__LISTED RECORDS__

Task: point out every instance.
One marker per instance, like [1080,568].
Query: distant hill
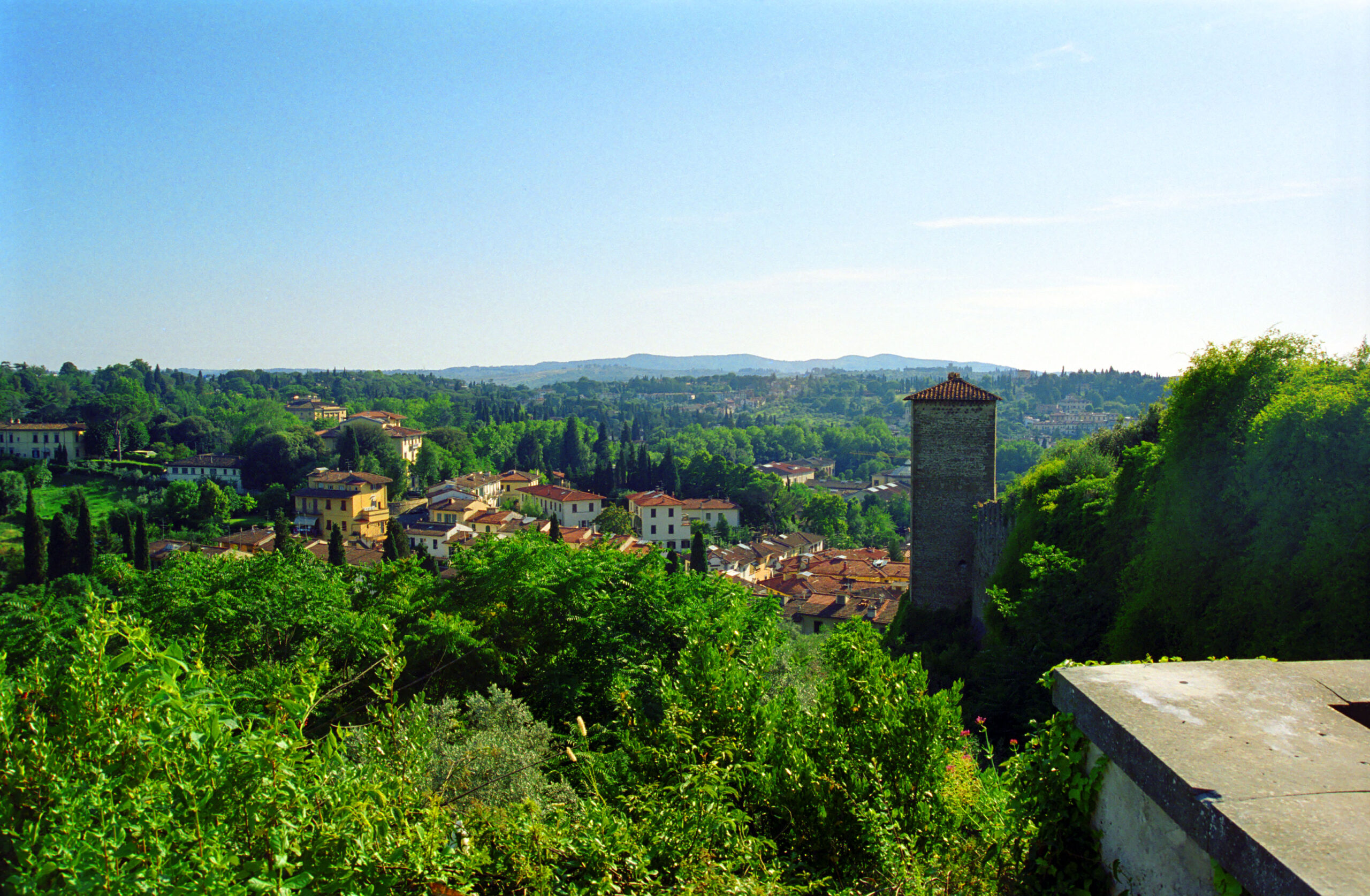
[614,369]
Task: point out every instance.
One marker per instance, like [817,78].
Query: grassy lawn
[102,493]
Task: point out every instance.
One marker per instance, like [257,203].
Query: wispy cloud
[792,282]
[1170,200]
[1058,55]
[1076,295]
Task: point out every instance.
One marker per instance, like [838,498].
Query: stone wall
[992,522]
[951,472]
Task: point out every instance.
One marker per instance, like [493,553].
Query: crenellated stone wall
[992,524]
[951,470]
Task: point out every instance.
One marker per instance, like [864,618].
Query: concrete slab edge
[1198,813]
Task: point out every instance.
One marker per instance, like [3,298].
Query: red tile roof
[209,461]
[348,477]
[953,390]
[558,493]
[654,499]
[18,427]
[707,503]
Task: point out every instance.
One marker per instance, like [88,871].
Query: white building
[570,507]
[659,520]
[223,469]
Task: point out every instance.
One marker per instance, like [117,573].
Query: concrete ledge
[1247,758]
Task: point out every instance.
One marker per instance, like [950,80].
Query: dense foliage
[1235,522]
[549,720]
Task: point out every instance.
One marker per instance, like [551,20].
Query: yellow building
[311,410]
[354,502]
[42,440]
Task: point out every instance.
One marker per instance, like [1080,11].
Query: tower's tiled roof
[953,390]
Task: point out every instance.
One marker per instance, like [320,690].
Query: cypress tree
[573,450]
[698,559]
[395,532]
[671,474]
[284,542]
[35,546]
[141,561]
[86,537]
[123,524]
[347,450]
[644,469]
[60,549]
[721,529]
[338,554]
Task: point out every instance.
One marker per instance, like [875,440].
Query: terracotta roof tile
[953,390]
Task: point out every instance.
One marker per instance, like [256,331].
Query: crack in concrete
[1281,796]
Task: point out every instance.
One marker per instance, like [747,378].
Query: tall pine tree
[35,546]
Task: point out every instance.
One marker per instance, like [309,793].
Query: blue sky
[440,184]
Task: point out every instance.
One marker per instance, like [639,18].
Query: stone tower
[951,469]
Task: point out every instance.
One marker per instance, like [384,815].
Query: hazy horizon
[399,185]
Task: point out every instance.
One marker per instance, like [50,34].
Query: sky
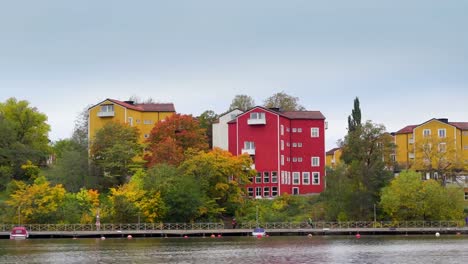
[407,61]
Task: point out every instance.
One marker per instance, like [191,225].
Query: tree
[409,198]
[171,138]
[36,203]
[284,102]
[220,176]
[206,120]
[23,130]
[114,150]
[242,102]
[354,120]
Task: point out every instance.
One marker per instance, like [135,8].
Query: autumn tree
[114,150]
[242,102]
[206,120]
[220,176]
[170,138]
[409,198]
[284,102]
[36,203]
[24,136]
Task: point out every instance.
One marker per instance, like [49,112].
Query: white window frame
[315,161]
[274,177]
[314,132]
[296,178]
[305,178]
[442,132]
[315,176]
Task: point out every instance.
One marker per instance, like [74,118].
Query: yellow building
[434,146]
[142,116]
[333,157]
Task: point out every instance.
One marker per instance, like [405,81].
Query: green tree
[114,150]
[23,133]
[284,102]
[409,198]
[206,120]
[170,139]
[242,102]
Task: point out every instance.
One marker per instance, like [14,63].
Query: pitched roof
[332,151]
[166,107]
[303,115]
[460,125]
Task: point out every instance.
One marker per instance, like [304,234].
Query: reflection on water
[332,249]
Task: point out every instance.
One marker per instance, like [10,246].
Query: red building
[288,150]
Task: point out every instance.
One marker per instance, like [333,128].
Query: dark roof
[460,125]
[303,115]
[157,107]
[406,129]
[332,151]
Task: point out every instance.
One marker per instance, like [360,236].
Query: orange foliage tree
[171,137]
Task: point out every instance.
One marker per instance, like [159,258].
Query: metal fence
[247,225]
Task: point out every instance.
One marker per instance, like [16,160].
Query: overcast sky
[407,61]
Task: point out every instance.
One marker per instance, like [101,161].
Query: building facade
[287,148]
[220,129]
[142,116]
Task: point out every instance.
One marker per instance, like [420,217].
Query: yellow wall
[144,121]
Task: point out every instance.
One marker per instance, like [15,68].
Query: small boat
[258,232]
[18,233]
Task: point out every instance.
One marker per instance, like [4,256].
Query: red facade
[288,149]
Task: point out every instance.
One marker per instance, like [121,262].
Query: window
[257,115]
[249,145]
[274,191]
[426,133]
[296,178]
[295,190]
[315,161]
[274,177]
[266,177]
[258,192]
[250,191]
[314,132]
[442,147]
[442,132]
[306,178]
[258,179]
[107,108]
[315,178]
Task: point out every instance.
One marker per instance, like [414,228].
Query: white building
[220,129]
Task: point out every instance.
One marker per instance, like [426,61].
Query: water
[332,249]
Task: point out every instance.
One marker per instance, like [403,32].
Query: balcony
[256,121]
[249,151]
[106,114]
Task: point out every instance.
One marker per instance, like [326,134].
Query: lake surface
[278,249]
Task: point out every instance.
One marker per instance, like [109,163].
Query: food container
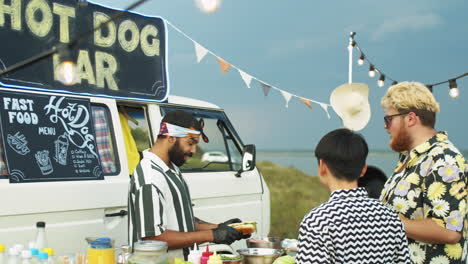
[266,242]
[231,258]
[260,255]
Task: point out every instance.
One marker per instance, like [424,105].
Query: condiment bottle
[2,254]
[41,241]
[205,256]
[26,257]
[215,259]
[194,255]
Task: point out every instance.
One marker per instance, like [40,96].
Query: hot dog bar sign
[48,138]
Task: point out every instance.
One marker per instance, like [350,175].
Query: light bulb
[454,93]
[67,73]
[381,81]
[361,59]
[371,71]
[208,6]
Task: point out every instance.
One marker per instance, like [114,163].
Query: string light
[371,71]
[361,59]
[381,81]
[453,92]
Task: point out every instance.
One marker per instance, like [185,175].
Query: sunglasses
[388,119]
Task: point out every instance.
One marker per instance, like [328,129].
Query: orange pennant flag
[224,65]
[306,102]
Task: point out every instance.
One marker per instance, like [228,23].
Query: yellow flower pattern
[453,251]
[437,190]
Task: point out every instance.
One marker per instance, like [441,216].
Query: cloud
[407,23]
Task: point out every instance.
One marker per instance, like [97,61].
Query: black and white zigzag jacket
[352,228]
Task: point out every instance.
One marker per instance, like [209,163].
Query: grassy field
[292,193]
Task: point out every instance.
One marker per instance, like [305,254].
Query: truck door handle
[121,213]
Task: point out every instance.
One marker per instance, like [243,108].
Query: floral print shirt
[430,181]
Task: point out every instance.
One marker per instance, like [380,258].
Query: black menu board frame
[48,138]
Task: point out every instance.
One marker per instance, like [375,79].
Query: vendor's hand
[230,221]
[226,235]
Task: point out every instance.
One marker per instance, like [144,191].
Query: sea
[306,161]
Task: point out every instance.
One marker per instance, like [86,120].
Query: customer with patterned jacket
[428,187]
[350,227]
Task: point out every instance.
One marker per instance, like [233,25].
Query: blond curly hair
[410,95]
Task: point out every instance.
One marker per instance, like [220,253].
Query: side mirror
[248,159]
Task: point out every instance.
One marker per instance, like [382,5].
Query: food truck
[67,151]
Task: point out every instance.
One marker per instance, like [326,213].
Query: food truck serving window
[54,138]
[222,152]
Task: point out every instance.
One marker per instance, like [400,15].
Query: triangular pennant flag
[224,65]
[287,97]
[266,88]
[325,107]
[200,51]
[247,78]
[306,102]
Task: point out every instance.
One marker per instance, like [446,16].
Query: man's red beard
[401,141]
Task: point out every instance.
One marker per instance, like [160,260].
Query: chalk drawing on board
[61,149]
[16,175]
[97,171]
[18,143]
[43,160]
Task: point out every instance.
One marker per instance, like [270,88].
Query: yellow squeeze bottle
[215,259]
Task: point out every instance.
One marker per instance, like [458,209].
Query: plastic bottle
[41,241]
[34,255]
[26,257]
[215,259]
[205,256]
[43,257]
[50,253]
[2,254]
[13,257]
[194,255]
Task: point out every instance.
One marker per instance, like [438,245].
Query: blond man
[428,187]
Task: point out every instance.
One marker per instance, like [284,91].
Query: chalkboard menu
[48,138]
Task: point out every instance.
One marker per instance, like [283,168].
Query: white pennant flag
[247,78]
[287,97]
[201,51]
[325,107]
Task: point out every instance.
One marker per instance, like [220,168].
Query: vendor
[160,205]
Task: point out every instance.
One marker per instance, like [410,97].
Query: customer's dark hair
[182,119]
[344,152]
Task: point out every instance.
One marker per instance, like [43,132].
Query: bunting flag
[246,77]
[266,88]
[306,102]
[200,51]
[287,96]
[325,107]
[224,65]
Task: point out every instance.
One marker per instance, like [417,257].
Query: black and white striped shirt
[159,199]
[352,228]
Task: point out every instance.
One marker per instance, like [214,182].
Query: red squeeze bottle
[205,256]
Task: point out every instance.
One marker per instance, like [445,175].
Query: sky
[301,47]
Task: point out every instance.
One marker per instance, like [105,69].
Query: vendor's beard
[177,155]
[402,140]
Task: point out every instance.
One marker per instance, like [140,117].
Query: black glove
[230,221]
[226,235]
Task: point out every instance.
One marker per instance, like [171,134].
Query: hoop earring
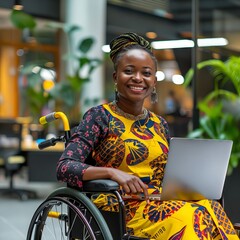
[154,96]
[116,92]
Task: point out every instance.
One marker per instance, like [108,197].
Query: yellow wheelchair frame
[68,213]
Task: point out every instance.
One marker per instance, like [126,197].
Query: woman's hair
[128,41]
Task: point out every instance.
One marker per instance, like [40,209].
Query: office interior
[33,61]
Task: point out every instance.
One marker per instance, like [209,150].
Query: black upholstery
[11,158]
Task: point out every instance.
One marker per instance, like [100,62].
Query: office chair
[11,159]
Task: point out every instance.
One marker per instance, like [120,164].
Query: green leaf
[22,20]
[85,45]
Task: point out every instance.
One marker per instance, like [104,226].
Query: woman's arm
[129,183]
[71,165]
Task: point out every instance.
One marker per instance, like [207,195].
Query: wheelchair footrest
[129,237]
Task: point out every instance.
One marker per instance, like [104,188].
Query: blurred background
[54,56]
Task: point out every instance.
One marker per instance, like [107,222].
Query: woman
[129,145]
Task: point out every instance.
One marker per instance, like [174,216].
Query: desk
[42,163]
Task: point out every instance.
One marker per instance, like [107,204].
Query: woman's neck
[133,109]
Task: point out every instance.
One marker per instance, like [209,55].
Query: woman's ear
[115,76]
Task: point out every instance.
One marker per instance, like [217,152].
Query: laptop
[196,169]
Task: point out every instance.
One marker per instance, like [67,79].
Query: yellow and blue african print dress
[139,146]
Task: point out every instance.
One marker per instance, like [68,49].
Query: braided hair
[127,41]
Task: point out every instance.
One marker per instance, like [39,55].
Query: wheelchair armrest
[100,185]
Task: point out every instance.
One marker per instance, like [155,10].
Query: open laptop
[196,169]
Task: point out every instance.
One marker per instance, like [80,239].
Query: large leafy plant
[217,122]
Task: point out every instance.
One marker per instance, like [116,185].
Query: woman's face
[135,76]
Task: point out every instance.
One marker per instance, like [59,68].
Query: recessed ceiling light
[151,35]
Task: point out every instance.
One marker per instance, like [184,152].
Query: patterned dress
[139,145]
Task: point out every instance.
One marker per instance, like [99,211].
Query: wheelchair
[68,212]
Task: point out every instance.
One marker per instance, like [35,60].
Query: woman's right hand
[130,183]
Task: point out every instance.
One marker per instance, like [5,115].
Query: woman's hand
[129,183]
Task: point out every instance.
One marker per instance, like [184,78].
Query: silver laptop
[196,169]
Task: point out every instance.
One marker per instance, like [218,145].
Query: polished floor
[15,214]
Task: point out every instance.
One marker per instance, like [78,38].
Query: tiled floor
[15,215]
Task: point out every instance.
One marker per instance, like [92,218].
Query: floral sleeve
[71,165]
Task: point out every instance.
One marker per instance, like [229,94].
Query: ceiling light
[151,35]
[185,43]
[160,75]
[17,5]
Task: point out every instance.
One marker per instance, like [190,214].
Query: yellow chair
[11,158]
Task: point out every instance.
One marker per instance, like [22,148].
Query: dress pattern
[139,146]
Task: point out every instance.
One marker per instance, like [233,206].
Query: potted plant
[218,120]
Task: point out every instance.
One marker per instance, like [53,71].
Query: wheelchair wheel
[68,214]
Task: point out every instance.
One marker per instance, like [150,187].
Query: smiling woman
[129,144]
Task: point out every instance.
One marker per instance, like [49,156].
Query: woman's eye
[128,71]
[147,74]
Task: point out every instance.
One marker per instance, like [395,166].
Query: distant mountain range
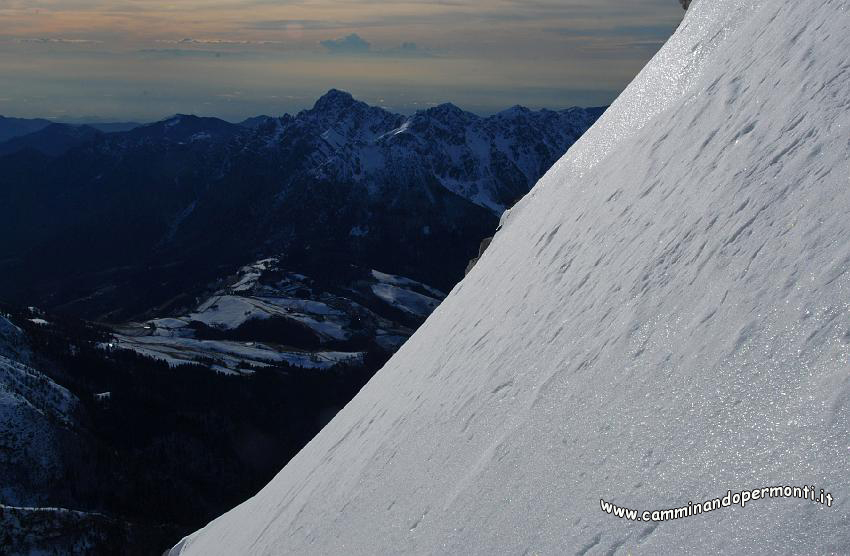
[16,127]
[128,224]
[247,280]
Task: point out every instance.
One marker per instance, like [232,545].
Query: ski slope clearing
[664,318]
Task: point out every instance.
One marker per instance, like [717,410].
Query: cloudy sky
[146,59]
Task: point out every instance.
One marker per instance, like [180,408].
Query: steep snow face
[34,410]
[666,317]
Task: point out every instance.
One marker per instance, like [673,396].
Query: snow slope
[664,318]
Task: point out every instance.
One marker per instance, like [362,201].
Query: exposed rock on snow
[662,319]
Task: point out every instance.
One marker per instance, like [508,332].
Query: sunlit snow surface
[666,317]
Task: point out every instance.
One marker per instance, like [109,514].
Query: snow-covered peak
[662,321]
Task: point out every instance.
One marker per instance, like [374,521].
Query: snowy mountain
[662,320]
[155,213]
[490,161]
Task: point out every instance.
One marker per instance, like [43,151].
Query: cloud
[352,44]
[356,45]
[225,42]
[56,41]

__DESCRIPTION OF THE TASK__
Copy out each line above that contains the word "grassy", in full.

__SOLUTION FOR THIS TASK__
Query: grassy lawn
Query: grassy field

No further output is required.